#### The task:
In the data below, find the line that contains "Note: the class marks the ceiling" and the line that contains "Note: the class marks the white base". Copy both, plus every line between them, exactly.
↓
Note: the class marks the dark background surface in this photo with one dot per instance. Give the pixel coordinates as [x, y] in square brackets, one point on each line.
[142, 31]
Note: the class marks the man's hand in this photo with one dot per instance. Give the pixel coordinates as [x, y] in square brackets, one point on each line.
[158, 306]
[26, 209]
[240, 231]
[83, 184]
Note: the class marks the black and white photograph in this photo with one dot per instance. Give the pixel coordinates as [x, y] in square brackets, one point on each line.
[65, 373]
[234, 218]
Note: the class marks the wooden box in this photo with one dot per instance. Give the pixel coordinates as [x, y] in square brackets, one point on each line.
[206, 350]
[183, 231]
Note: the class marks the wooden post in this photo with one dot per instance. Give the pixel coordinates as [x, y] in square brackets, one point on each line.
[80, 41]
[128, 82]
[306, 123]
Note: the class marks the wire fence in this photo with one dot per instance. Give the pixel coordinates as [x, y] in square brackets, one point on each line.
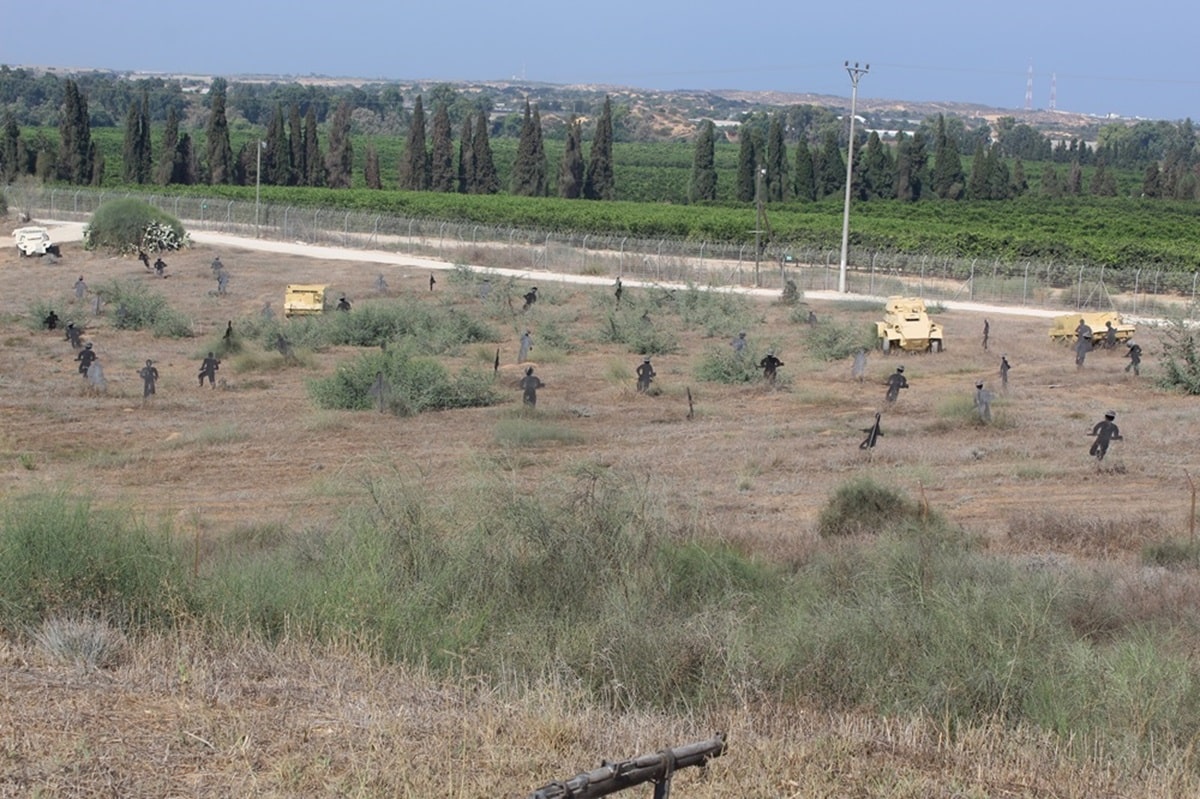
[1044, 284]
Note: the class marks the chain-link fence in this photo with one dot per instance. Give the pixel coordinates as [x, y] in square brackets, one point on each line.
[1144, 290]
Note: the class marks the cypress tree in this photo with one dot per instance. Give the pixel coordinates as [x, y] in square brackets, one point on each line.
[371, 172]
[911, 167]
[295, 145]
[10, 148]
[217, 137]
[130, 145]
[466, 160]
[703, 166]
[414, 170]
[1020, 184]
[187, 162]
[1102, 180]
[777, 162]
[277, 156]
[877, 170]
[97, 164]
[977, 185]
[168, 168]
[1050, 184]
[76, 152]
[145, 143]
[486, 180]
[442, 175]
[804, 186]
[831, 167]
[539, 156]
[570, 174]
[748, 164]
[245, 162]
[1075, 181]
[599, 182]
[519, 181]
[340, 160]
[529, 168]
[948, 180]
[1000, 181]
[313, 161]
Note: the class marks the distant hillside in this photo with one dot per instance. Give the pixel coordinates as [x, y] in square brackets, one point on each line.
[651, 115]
↑
↓
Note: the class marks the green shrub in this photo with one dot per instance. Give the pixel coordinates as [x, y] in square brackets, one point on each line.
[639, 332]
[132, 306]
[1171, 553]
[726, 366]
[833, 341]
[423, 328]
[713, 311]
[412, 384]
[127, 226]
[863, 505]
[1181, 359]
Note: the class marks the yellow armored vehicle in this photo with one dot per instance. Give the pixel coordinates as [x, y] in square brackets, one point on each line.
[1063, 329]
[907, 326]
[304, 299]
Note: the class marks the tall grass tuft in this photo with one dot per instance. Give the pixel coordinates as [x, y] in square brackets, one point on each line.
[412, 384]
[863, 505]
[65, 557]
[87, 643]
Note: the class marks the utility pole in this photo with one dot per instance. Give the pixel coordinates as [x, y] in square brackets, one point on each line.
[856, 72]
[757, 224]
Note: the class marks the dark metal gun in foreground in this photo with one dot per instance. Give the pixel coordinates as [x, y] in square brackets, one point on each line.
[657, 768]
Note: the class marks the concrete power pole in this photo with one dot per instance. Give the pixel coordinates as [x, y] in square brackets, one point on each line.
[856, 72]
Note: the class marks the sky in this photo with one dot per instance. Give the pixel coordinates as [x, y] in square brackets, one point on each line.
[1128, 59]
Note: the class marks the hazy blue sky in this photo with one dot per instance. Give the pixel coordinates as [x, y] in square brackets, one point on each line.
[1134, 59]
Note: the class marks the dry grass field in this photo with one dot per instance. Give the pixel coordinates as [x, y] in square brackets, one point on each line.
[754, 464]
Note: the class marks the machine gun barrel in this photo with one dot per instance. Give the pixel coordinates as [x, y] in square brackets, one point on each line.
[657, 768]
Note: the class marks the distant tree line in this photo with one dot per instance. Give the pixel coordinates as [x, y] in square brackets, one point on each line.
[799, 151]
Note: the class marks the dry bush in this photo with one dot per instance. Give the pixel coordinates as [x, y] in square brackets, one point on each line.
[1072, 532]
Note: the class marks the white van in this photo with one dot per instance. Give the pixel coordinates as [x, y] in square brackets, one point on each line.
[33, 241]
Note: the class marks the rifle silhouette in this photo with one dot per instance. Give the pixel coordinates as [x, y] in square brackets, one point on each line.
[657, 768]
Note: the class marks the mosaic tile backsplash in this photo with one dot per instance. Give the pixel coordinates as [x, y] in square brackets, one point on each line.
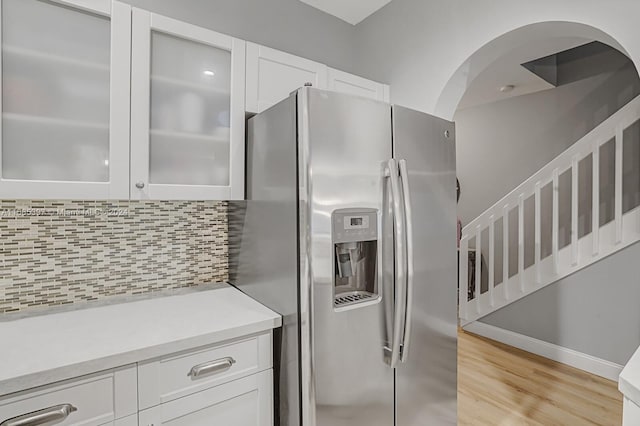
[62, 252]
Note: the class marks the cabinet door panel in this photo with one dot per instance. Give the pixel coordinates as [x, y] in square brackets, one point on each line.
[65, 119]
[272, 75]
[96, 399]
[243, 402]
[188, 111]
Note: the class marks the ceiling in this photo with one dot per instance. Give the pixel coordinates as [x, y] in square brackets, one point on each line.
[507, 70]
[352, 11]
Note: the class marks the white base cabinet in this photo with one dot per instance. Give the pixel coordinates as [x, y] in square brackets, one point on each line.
↑
#### Answer to this problem:
Note: the class marks the ceiling in this photo with one dot per instance. Give the pixel coordinates as [x, y] in square brackets, one point on each line.
[507, 70]
[352, 11]
Note: the class marks the white base cabinet in this photo with one dot per instance. Give the pixel coordinates as [x, y] in square brackets, one point on each line.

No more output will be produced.